__Stated goal 1__
Which claims in the patent claims refer directly to claim 6? List them.
__Stated goal 2__
In the patent claims, rewrite everything from "11. The method" down to "of the liquid absorbent.", changing "liquid absorbent" to "absorbing liquid".

__Selected passage__

2. The system of claim 1, wherein the liquid hydrocarbon used in the absorbent system is selected from the group consisting of compressor oil and mineral oil.
3. The system of claim 2, further comprising a chiller, positioned between the absorbent system and the gas-separation module, the chiller comprising means for cooling the output stream of the absorbent system.
4. The system of claim 3, further comprising a carbon bed, positioned between the chiller and the gas-separation module.
5. The system of claim 1, further comprising means for regenerating absorbent in the absorbent system.
6. A method for non-cryogenic separation of a feed gas containing a condensable hydrocarbon, the method comprising the steps of:
a) passing a feed gas containing a condensable hydrocarbon through a liquid absorbent, to produce a gas stream having a reduced content of condensable hydrocarbons, and
b) directing said gas stream into a gas-separation membrane for separating the gas stream into components.
7. The method of claim 6, wherein step (a) comprises passing the feed gas through a liquid hydrocarbon which has an affinity for hydrocarbons.
8. The method of claim 7, further comprising selecting the liquid hydrocarbon to be a member of the group consisting of compressor oil and mineral oil.
9. The method of claim 6, further comprising chilling said gas stream before performing step (b).
10. The method of claim 6, further comprising chilling said feed gas while performing step (a).
11. The method of claim 9, further comprising passing said gas stream through a carbon bed before performing step (b).
12. The method of claim 6, further comprising the step of periodically regenerating the liquid absorbent.
13. The method of claim 12, wherein the regenerating step is selected from the group consisting of reducing a pressure of the liquid absorbent and increasing a temperature of the liquid absorbent.
14. A method for non-cryogenic separation of a feed gas containing a condensable hydrocarbon, the method comprising the steps of:
a) bubbling a feed gas through a liquid hydrocarbon selected from the group consisting of compressor oil and mineral oil, to produce a gas stream having a reduced content of condensable hydrocarbons, and
b) directing said gas stream into a gas-separation membrane for separating the gas stream into components.
15. The method of claim 14, further comprising chilling said gas stream before performing step (b).
16. The method of claim 14, further comprising chilling said feed gas while performing step (a).
17. The method of claim 14, further comprising the step of periodically regenerating the liquid hydrocarbon.
18. The method of claim 17, wherein the regenerating step is selected from the group consisting of reducing a pressure of the liquid hydrocarbon and increasing a temperature of the liquid hydrocarbon.

__Information provided__
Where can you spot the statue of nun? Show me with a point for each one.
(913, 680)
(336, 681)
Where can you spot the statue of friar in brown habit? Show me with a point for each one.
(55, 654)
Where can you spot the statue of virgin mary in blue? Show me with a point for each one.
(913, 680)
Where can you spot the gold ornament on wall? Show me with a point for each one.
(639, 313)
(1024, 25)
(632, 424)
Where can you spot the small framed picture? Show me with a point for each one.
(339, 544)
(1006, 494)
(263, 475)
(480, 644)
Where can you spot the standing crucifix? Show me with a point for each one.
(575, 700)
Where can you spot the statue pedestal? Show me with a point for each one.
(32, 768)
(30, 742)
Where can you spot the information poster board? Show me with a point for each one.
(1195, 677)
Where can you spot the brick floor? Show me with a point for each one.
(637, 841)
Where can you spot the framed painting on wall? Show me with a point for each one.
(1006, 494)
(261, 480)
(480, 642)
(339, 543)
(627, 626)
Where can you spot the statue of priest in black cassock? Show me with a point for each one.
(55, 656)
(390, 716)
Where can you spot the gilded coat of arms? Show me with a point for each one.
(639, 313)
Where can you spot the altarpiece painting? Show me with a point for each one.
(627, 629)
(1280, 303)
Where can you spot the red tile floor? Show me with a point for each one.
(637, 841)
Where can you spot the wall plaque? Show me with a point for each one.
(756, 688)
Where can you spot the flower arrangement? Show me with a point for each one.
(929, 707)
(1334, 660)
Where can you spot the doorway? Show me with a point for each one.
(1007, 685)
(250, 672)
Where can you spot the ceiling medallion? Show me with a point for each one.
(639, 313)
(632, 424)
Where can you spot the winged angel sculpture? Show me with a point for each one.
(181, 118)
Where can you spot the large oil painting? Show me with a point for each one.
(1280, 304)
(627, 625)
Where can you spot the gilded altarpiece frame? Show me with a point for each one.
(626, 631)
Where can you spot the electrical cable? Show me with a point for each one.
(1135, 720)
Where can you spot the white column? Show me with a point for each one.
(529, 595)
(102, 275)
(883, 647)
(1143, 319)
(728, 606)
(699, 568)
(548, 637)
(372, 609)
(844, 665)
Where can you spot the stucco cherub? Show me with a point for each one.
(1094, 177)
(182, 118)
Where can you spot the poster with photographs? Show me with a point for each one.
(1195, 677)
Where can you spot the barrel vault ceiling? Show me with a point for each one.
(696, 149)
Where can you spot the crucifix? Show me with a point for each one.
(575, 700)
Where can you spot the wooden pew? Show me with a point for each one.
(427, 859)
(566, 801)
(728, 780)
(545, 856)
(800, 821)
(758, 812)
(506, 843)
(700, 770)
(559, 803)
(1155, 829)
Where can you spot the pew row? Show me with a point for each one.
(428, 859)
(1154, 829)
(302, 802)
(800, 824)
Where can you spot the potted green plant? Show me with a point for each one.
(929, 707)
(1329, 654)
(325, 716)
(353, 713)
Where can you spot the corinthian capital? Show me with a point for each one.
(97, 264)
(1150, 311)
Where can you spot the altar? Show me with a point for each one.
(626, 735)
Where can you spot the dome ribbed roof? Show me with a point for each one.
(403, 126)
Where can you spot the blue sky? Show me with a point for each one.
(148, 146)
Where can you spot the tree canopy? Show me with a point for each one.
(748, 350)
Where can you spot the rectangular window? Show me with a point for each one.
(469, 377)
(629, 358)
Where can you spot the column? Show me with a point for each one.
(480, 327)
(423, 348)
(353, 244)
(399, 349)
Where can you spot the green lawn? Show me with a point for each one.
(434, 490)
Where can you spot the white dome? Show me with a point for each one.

__Task solution 1__
Claims 7, 9, 10, and 12.

__Task solution 2__
11. The method of claim 9, further comprising passing said gas stream through a carbon bed before performing step (b).
12. The method of claim 6, further comprising the step of periodically regenerating the absorbing liquid.
13. The method of claim 12, wherein the regenerating step is selected from the group consisting of reducing a pressure of the absorbing liquid and increasing a temperature of the absorbing liquid.